Please retype the lines of the material below word for word, leaving out the pictures.

:: DATA TO USE ::

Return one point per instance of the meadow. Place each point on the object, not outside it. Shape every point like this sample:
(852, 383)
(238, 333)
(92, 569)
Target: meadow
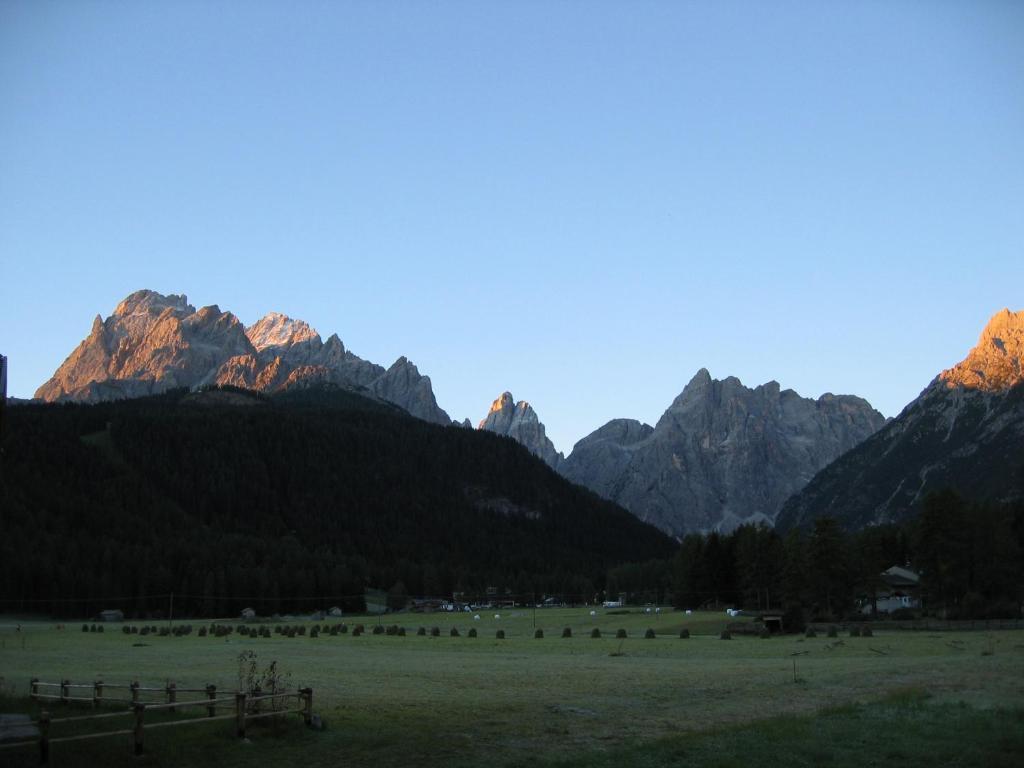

:::

▶ _WRITTEN ANSWER_
Return one point per instance of the meadow. Place each point on the object, not outside it. Shape every point like this sample:
(852, 383)
(238, 333)
(92, 569)
Target: meadow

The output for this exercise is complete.